§ **Consigne de travail A**: D'après l'article sur le centre de ménopause de Toulouse, depuis quelle année la professeure Florence Trémollières dirige-t-elle cette institution ?
§ **Consigne de travail B**: Poursuivez l'article sur le centre de ménopause de Toulouse à partir de sa dernière phrase.

§ **Texte fourni**:
Face au tabou de la ménopause, un centre dédié unique en son genre
Publié le - par Le blob.fr, avec l'AFP
Face au tabou qui entoure encore aujourd’hui la ménopause, phénomène physiologique qui touche pourtant toutes les femmes, un centre unique en son genre lutte à Toulouse contre le manque récurrent d’informations. « Les douleurs articulaires sont un symptôme très classique du début de la ménopause. Or, moins d’une femme sur deux va spontanément rattacher ce symptôme à la ménopause ». L’exemple donné par la professeure Florence Trémollières frappe et illustre l’une des principales missions de l’institution que cette gynécologue et endocrinologue dirige depuis 2011 : renseigner pour aider.
« J’ai des patientes qui viennent de Strasbourg, de Lille, de Brest, parce qu’elles ne trouvent aucun médecin qui soit à même de répondre à leurs questions », soupire la directrice du centre de ménopause du CHU de Toulouse, le seul du genre entièrement dédié à la question dans l’Hexagone.

§ **Données enregistrées**:
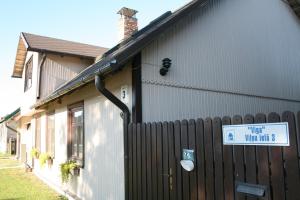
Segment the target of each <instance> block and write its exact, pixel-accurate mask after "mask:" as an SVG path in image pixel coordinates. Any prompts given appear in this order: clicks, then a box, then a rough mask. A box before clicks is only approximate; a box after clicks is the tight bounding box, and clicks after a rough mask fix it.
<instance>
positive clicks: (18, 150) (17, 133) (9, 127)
mask: <svg viewBox="0 0 300 200" xmlns="http://www.w3.org/2000/svg"><path fill="white" fill-rule="evenodd" d="M5 126H6V128H7V129H9V130H11V131H14V132H15V133H16V134H17V137H16V152H15V153H16V158H17V159H19V155H18V151H19V149H18V148H19V147H18V145H19V144H18V135H19V134H20V132H19V131H17V130H16V129H14V128H12V127H10V126H9V125H8V122H6V123H5Z"/></svg>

§ **Réponse attendue A**: Depuis 2011.

§ **Réponse attendue B**:
En mai, Emmanuel Macron avait pensé à elle pour diriger une future mission parlementaire sur la ménopause, un sujet, disait-il dans le magazine Elle, dont « on s’est aperçu qu’on (le) connaissait très, très mal ». Le projet de mission parlementaire est aujourd’hui « au point mort » du fait des turbulences politiques, selon une source proche du dossier, mais les patientes, elles, continuent d’avoir besoin d’aide.
Batterie de questions
Autour de 50 ans, les femmes cessent d’avoir leurs règles : leurs ovaires ne produisent plus d’hormones (oestrogènes et progestérone) et ne délivrent plus d’ovules à intervalle régulier. C’est la ménopause, et y faire face peut relever de l’épreuve. Le corps qui change, l’impression de bascule vers la vieillesse, le tout encore entouré d’un certain tabou.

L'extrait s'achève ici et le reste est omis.